**Selection**

Professional development is very important, particularly because you are, ideally, hiring high performers. On the one hand, high performers are great, because they perform highly. On the other hand, they’re kind of problematic, insofar as they always want something new. They want to advance, and they want to get better. So if you don’t do a good job with professional development and putting new milestones in front of them and helping them build their skill profile, they’re going to stagnate. Then you might end up with a scenario where someone who was performing well develops morale issues, and you lose out on that high performer. It’s a “use it or lose it” scenario.
In many ways, this goes back to the importance of goals. Yes, you have your numerical goals for every individual, but you should have project-based goals too. Like, “Okay, what do you want to do this quarter?” “Oh, I want to get better at X,” or “I want to progress as an SDR toward being an AE, so I want to spend more time doing demos,” or what have you. Making sure that those goals are agreed upon, and that they’re being metricized, is very important.
I try to get people to do the jobs that they want to be promoted into while they’re still in their current jobs. I would never hire an SDR that I didn’t think would eventually become a great AE, for example. So from a professional development standpoint, I want them learning the AE skill profile as they go. When we get to the point that they are doing those skills—demoing or objection handling or what have you—in a way that indicates that they could move on up, then I certainly don’t want to block that. Any time you have an SDR that you can turn into an AE, that’s fantastic. You should do that, because now they’re going to go from creating pipeline to actually creating revenue. And you should be able to back-fill that SDR with another SDR, a new grad hire, pretty quickly.
Sharing feedback is clearly at the heart of your management strategy. How do you deliver the most effective positive feedback?
When you have positive situations to celebrate, it’s a chance to reinforce good behavior. So, first and foremost, do it. And do it a lot.
When you see something that’s good, give out attaboys. But don’t just give them to the individual—give out attaboys in front of everyone.
Surface to everyone else that this is how this should be done, and that this is great.
In that case, you’re winning in three ways: One, you’re reinforcing to the individual that that’s good. Two, you’re making them feel celebrated, and you’re giving them an ego boost by showing it to the rest of the team. And three, you’re indicating to the team that this is how it ought to be done. Essentially what you’re doing is using positive feedback as a coaching opportunity for everyone else. Like, “Hey, everyone. Do it this way and you may also be praised.” There’s all sorts of great self-reinforcing feedback loops that come from that.
Finally, you want to give feedback quickly. If you see someone doing something that’s awesome, validate that right away. Whether that’s sending an email to a team list or taking the opportunity to rearticulate that in a team environment—or both—any way you can memorialize positive behavior is good.

**Request 1**
According to the passage on professional development and feedback, what skill profile should an SDR be learning while still in the current job?
**Request 2**
Return every line of the entries below that contains the string "jacket", treating uppercase and lowercase as distinct.

**Input**
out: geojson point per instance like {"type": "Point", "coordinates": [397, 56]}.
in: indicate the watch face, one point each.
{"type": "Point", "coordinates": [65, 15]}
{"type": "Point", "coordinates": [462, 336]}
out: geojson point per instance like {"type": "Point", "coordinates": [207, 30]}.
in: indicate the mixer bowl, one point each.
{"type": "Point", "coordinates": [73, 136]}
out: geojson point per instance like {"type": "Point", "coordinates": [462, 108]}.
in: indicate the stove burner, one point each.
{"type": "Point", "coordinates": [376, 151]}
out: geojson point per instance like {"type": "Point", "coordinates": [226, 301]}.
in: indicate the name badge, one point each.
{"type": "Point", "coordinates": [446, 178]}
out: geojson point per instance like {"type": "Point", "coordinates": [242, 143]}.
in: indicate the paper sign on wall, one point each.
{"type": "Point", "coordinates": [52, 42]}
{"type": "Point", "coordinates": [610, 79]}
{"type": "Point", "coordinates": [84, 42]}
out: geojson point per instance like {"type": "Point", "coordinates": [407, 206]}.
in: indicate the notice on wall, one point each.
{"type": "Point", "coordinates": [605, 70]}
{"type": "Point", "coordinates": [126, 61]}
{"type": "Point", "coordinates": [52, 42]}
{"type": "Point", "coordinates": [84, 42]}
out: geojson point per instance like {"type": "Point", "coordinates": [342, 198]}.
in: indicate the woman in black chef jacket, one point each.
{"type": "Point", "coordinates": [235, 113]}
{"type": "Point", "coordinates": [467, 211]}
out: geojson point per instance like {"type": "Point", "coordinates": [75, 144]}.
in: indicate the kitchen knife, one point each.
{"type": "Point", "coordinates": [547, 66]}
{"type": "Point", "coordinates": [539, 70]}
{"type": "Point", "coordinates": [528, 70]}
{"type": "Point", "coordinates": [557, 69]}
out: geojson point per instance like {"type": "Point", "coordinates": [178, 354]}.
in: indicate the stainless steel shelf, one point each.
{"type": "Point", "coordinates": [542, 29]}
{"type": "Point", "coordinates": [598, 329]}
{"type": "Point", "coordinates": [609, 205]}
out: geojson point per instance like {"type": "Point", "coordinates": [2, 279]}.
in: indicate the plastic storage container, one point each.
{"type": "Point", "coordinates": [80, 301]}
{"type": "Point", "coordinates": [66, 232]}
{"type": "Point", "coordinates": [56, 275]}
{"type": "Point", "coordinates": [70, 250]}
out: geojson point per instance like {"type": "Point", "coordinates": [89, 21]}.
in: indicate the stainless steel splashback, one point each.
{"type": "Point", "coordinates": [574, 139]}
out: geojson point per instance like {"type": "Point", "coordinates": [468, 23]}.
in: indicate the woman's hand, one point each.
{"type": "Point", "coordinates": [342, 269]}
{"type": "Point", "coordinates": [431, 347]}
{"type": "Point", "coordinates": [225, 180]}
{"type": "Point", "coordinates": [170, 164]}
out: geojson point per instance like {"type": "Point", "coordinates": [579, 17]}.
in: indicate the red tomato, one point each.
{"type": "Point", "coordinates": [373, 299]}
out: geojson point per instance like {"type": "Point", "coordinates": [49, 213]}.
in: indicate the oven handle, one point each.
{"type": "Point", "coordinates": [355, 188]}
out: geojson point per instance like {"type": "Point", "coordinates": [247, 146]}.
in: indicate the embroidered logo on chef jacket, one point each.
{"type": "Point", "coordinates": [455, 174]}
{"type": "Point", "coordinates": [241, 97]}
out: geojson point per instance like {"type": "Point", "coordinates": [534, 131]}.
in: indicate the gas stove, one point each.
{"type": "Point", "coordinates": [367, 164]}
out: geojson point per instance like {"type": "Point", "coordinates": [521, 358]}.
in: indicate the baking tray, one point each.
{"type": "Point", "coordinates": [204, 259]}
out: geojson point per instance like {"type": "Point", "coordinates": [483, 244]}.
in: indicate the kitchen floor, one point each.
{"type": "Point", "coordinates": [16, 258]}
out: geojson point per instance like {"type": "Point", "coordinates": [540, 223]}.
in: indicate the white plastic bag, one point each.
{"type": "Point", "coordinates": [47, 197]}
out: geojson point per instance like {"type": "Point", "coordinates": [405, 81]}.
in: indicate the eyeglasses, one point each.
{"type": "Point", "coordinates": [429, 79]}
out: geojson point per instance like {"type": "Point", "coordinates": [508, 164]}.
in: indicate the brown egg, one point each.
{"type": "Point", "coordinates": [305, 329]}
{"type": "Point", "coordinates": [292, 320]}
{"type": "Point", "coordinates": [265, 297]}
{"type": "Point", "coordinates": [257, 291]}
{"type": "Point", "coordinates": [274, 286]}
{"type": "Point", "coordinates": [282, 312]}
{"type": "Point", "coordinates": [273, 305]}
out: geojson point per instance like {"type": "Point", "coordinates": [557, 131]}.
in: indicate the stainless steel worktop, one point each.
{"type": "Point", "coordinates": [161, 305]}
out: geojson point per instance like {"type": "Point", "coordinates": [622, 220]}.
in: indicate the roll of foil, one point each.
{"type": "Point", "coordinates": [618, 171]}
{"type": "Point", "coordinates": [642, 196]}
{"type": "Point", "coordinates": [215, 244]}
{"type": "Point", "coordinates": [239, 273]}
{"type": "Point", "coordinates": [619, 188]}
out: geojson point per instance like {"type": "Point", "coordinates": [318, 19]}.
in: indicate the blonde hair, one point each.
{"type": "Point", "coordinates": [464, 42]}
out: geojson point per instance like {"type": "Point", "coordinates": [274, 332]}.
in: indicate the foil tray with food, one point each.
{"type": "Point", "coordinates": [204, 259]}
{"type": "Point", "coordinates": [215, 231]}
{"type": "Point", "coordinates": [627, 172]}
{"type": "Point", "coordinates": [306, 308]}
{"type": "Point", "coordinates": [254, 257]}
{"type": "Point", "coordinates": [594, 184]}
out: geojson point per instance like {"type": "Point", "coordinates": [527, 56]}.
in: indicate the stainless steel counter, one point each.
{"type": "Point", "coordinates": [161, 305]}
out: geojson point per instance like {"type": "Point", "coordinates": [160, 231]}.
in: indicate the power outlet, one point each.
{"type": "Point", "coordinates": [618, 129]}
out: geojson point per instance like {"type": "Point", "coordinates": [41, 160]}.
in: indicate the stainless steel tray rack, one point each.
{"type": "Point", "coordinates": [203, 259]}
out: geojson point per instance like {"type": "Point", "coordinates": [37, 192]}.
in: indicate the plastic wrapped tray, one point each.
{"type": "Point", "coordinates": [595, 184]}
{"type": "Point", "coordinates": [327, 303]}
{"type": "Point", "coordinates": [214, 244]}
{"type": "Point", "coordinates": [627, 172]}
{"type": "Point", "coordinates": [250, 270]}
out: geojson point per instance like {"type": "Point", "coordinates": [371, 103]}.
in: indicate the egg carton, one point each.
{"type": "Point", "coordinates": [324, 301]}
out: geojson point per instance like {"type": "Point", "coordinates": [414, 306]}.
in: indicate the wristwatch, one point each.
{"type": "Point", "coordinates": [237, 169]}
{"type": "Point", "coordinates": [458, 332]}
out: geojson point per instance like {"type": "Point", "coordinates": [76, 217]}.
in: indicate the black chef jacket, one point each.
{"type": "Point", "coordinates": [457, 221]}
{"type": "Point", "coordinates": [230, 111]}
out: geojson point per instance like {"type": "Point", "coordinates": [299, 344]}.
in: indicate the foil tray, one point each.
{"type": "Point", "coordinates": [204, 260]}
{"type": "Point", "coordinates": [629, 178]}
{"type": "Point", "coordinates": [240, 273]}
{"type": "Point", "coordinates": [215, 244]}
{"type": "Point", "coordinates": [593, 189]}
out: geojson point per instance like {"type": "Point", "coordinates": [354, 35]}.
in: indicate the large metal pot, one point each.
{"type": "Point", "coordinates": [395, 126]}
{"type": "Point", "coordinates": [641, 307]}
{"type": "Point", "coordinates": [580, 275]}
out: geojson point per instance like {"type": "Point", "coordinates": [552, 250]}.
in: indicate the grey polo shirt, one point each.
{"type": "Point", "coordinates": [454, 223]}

* * *

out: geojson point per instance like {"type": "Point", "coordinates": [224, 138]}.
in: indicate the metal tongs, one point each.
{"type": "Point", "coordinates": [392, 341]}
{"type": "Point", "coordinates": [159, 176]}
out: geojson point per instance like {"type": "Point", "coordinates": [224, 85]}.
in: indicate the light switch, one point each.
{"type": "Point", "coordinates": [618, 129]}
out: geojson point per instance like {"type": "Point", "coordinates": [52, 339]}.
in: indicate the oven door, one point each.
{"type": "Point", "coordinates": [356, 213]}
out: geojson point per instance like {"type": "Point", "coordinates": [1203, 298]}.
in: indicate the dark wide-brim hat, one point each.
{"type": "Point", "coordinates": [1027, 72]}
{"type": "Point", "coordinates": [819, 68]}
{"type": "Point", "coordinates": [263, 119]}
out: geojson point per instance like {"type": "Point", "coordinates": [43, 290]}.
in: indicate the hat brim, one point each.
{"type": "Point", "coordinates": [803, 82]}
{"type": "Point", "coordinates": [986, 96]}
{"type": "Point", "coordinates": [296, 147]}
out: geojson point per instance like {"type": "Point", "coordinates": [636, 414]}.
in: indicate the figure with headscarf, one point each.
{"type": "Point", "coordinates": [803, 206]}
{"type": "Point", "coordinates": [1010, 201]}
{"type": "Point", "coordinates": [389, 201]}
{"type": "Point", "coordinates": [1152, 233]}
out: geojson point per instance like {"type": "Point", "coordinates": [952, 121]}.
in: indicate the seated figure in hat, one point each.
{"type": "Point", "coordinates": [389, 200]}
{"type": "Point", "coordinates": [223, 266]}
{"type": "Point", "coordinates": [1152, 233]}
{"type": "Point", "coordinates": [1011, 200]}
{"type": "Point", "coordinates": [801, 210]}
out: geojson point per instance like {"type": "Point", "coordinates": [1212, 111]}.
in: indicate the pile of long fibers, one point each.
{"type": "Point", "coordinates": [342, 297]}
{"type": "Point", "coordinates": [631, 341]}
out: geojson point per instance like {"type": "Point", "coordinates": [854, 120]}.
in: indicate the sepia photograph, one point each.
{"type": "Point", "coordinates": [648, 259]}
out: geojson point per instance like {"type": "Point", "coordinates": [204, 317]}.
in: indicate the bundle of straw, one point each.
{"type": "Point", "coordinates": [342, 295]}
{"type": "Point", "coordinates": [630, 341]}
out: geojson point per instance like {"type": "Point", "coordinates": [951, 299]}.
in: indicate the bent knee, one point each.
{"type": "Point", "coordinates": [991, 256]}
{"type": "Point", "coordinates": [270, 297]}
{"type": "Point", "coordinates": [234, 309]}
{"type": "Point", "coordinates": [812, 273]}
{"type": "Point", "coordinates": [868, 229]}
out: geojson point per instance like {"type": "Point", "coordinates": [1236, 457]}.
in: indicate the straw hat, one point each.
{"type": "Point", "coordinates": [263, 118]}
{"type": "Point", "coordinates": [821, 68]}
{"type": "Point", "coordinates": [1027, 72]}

**Exercise answer 1**
The AE skill profile.

**Exercise answer 2**
in: indicate the woman in black chef jacket, one point each.
in: indicate the embroidered logo on chef jacket, one point each.
in: indicate the black chef jacket, one point each.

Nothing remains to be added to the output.